[Point placement records]
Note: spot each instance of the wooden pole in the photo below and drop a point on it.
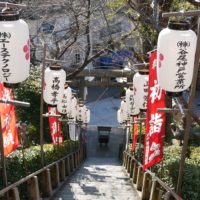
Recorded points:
(42, 107)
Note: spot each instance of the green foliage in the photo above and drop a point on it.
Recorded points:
(191, 180)
(19, 166)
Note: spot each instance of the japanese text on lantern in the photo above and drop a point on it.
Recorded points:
(155, 92)
(181, 63)
(55, 87)
(145, 94)
(4, 53)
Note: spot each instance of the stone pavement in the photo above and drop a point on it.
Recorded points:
(98, 178)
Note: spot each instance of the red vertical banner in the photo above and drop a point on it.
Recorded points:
(55, 127)
(155, 121)
(135, 133)
(8, 121)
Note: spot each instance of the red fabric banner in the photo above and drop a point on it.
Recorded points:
(8, 121)
(155, 121)
(135, 134)
(56, 133)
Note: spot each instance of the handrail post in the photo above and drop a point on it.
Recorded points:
(67, 160)
(62, 170)
(146, 186)
(55, 179)
(33, 188)
(14, 194)
(129, 163)
(154, 191)
(46, 183)
(140, 176)
(131, 167)
(135, 170)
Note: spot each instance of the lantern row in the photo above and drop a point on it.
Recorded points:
(135, 99)
(56, 93)
(176, 48)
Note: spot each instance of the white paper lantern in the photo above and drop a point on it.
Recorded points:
(132, 105)
(73, 110)
(119, 116)
(64, 105)
(175, 57)
(73, 132)
(87, 116)
(140, 87)
(123, 109)
(81, 112)
(54, 80)
(15, 48)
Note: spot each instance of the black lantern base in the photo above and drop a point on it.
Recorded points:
(11, 85)
(143, 110)
(53, 106)
(174, 94)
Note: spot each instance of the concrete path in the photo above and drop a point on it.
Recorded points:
(98, 179)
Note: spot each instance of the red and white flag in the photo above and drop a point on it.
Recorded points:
(135, 134)
(55, 127)
(8, 121)
(155, 121)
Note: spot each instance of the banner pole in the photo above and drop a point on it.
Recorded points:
(3, 159)
(41, 108)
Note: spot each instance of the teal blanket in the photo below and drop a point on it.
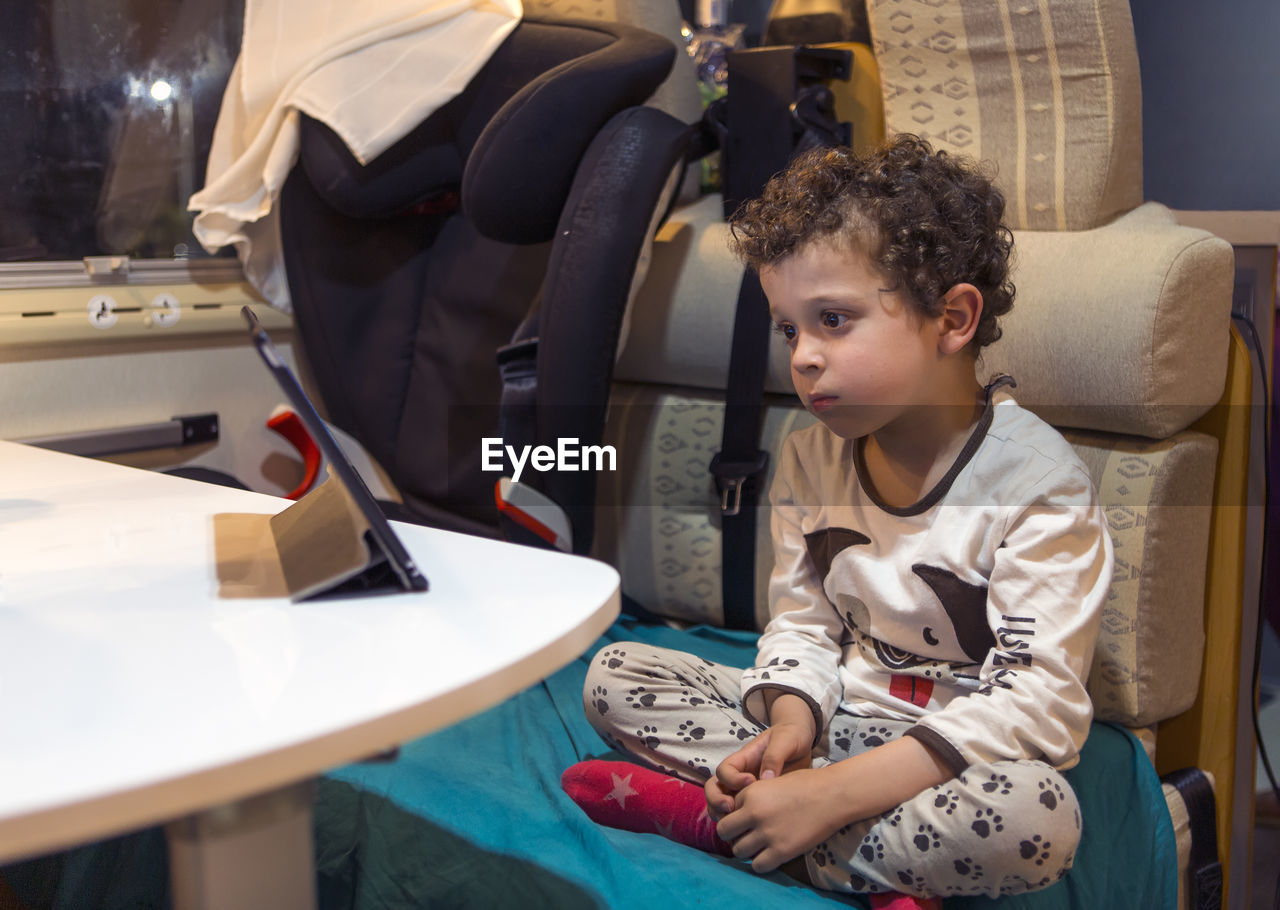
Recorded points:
(474, 817)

Your goal | Write out everything from the line containing "Note: spot each instance of the concrete" down to the end of the items, with 23 added to every number in the recorded point coordinates. Leave the pictures out.

Reply |
Note: spot each instance of the concrete path in the photo above and drop a point on it.
Recorded points:
(121, 202)
Note: spot each instance of the red and white flag in the photo above and drop a point on it.
Recorded points:
(158, 157)
(78, 150)
(31, 144)
(178, 144)
Note: spot each instance of the banner pole in the photo above and drop a point on it.
Recorded points:
(26, 182)
(64, 131)
Note: spot each instance of the teal blanket in the photo below and drop a point on it.
Recorded points:
(497, 840)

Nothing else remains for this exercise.